What to work on: Copy the material below exactly, but only from the line with "task: provide the segmentation of the wood paneled" onward, the final line included.

Data records:
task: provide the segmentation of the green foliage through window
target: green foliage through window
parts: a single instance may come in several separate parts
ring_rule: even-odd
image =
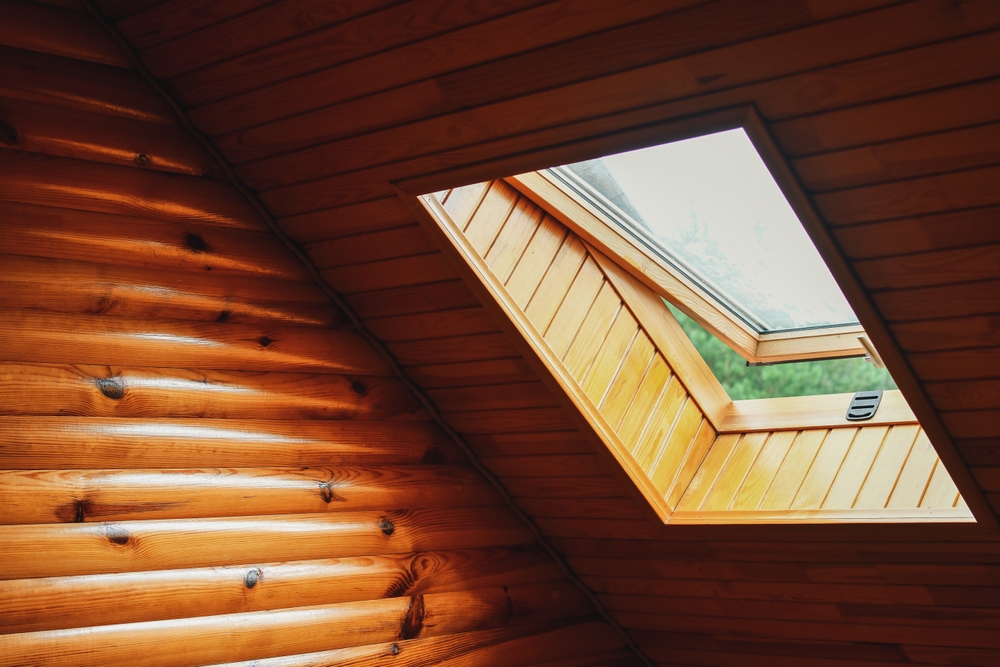
[[[728,345],[667,305],[734,401],[896,388],[889,371],[860,358],[747,366],[743,357]]]

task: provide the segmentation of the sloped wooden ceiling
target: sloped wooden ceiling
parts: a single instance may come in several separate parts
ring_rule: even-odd
[[[639,664],[99,24],[0,43],[0,665]]]
[[[661,534],[392,185],[756,104],[998,507],[995,3],[99,4],[648,656],[995,662],[1000,544],[974,526]]]

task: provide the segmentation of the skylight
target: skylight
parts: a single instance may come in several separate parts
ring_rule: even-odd
[[[758,334],[858,323],[742,128],[550,173]]]

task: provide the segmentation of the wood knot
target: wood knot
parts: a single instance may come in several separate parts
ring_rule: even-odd
[[[396,526],[384,516],[379,517],[378,527],[382,529],[382,533],[385,535],[392,535],[396,532]]]
[[[257,339],[257,342],[260,343],[261,347],[267,347],[274,341],[268,338],[267,336],[261,336],[260,338]]]
[[[347,498],[337,495],[337,492],[333,490],[333,484],[330,482],[320,482],[319,497],[322,498],[323,502],[327,504],[330,504],[334,500],[338,503],[347,502]]]
[[[0,120],[0,144],[13,146],[17,143],[17,130]]]
[[[401,650],[402,649],[399,648],[399,644],[393,644],[392,646],[389,647],[389,653],[391,653],[392,655],[399,655],[399,652]]]
[[[264,573],[261,572],[260,568],[254,568],[247,572],[247,576],[243,577],[243,585],[247,588],[253,588],[263,577]]]
[[[145,167],[147,164],[153,161],[153,158],[149,157],[145,153],[139,153],[135,156],[135,163],[140,167]]]
[[[205,239],[201,238],[197,234],[188,234],[185,236],[184,243],[195,252],[205,252],[208,250],[208,244],[205,243]]]
[[[215,321],[216,322],[225,322],[226,320],[229,319],[229,315],[230,315],[229,311],[228,310],[224,310],[221,313],[219,313],[219,316],[215,318]]]
[[[358,382],[357,380],[351,383],[351,389],[353,389],[354,393],[357,394],[358,396],[363,396],[364,393],[368,391],[368,387]]]
[[[400,639],[413,639],[424,629],[424,596],[414,595],[403,618],[403,626],[399,629]]]
[[[125,546],[128,541],[132,539],[131,533],[122,528],[121,526],[116,526],[111,524],[104,529],[104,536],[108,538],[108,541],[112,544],[117,544],[119,546]]]
[[[84,500],[76,501],[76,513],[73,516],[73,523],[83,523],[87,519],[87,503]]]
[[[98,378],[97,389],[113,401],[119,401],[125,397],[125,383],[118,376]]]

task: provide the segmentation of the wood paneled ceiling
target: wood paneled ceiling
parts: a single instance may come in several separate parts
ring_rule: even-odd
[[[996,2],[97,4],[651,658],[995,664],[1000,544],[981,527],[660,532],[395,187],[590,158],[755,105],[982,521],[1000,510]],[[164,113],[111,92],[111,67],[27,74],[16,56],[7,76],[33,85],[109,84],[81,105]]]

Result of the task:
task: provide the segmentation of the wood paneled ceiling
target: wood paneled ceiling
parts: a single instance may come in several separate parts
ring_rule: even-odd
[[[996,2],[97,4],[651,658],[995,664],[1000,544],[981,527],[660,532],[395,187],[590,158],[755,105],[982,521],[1000,510]],[[164,113],[111,92],[111,67],[27,74],[16,56],[7,76],[33,85],[109,84],[81,105]]]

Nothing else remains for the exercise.